V is an energy drink brand produced by Frucor, a New Zealand-based beverage manufacturer. It was launched in Methven, New Zealand in August 1997 and in Australia in 1999. The product's success, a market share over 60% in New Zealand and 42% in Australia, makes it the most popular brand of energy drink in both countries. V is considered a local rival to Red Bull. Frucor says V energy drinks are not intended for children, and they are not recommended for pregnant women or people sensitive to caffeine.

Variants 
V Energy (also referred to as "V Green") is the original flavour of V released in 1997.

Blue (also referred to as "V Blue") is a "mysterious" flavour introduced in October 2011 which V challenges the drinker to try and work out the flavour.

V Pure is a flavour alternative released in 2016 coming from 6 Natural Ingredients; apple juice, sparkling water, lemon juice, Guarana seed extract, caffeine from green coffee beans and natural V flavour.

V added a second Sugar Free flavour in 2018, themed after summer and the tropics. This product replaced V Zero.

V Tortured Orchard Raspberry Lemonade was introduced in 2018.

V Energy Shots 
The energy shots (described as "Pocket Rockets") are claimed to be as effective as the larger cans but have an extremely bitter taste that, according to the V Pocket Rocket website, is to stop young children from drinking them.

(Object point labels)
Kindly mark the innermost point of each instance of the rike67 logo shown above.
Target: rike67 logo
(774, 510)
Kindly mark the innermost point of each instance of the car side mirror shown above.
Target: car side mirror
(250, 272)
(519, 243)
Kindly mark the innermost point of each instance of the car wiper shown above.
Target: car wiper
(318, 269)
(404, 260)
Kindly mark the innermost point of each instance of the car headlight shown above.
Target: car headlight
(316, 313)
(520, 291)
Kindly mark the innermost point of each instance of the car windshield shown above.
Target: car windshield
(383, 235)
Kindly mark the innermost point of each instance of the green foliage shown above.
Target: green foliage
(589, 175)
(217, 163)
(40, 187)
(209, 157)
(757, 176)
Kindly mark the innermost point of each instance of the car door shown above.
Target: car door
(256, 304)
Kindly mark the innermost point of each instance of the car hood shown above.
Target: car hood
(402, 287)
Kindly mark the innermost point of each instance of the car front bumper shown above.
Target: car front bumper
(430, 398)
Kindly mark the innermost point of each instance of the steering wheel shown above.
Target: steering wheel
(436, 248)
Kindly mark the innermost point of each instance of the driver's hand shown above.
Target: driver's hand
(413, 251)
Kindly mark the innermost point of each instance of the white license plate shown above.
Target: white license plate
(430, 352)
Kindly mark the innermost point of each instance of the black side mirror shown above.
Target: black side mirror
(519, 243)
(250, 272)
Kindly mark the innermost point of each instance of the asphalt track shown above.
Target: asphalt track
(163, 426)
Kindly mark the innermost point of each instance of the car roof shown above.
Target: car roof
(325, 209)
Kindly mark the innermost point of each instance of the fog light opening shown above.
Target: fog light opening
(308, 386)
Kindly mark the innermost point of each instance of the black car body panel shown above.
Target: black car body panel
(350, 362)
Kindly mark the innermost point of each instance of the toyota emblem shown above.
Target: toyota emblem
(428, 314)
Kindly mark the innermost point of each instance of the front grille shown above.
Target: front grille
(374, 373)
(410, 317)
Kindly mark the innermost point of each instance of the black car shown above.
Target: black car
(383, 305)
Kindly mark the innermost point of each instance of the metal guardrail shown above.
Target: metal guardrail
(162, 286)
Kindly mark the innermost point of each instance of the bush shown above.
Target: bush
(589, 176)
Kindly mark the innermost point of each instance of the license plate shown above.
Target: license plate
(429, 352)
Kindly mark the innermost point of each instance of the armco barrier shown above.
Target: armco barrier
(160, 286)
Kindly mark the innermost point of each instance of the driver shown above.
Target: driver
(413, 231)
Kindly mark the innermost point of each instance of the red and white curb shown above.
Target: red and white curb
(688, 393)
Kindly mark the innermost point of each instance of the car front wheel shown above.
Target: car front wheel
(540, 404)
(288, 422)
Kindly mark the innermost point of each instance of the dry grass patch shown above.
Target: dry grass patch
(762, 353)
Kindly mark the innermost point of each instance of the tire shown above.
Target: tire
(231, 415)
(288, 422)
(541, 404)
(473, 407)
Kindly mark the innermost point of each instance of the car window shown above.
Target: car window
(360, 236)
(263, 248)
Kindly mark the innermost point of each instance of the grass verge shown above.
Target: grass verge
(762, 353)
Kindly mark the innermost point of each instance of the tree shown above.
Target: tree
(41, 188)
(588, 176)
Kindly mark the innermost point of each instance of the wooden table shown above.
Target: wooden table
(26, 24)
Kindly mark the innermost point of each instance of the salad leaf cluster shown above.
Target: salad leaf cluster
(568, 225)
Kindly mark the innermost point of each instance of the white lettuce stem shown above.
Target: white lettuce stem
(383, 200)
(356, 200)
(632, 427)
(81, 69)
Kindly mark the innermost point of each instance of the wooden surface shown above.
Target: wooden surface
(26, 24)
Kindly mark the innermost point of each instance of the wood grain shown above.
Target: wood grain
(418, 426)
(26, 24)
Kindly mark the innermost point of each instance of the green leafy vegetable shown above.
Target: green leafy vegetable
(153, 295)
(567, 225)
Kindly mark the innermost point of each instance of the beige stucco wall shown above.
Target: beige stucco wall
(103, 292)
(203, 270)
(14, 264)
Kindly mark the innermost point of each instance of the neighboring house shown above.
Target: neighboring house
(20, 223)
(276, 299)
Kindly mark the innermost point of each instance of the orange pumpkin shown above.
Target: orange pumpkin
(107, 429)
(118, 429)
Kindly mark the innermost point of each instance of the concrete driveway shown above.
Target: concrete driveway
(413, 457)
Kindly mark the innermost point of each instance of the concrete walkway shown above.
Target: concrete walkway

Directions — Could you carry on the V energy drink article from its last sentence?

Result below —
V Iced Drinks 
In 2018, V released 2 Iced Coffee and 2 Iced Chocolate drinks to the New Zealand and Australian Market.

Advertisement and promotions
The drink sponsored I'm a Celebrity...Get Me Out of Here! in the UK for its second series in 2003.

In April 2018, V together with donut store chain Donut King released in Australia a V flavoured donut. The donut was sold through Donut King stores nationwide and contained a gooey Guarana filling and covered in green sugar crystals.

V sponsored Back of the Y Masterpiece Television in the mid 2000s.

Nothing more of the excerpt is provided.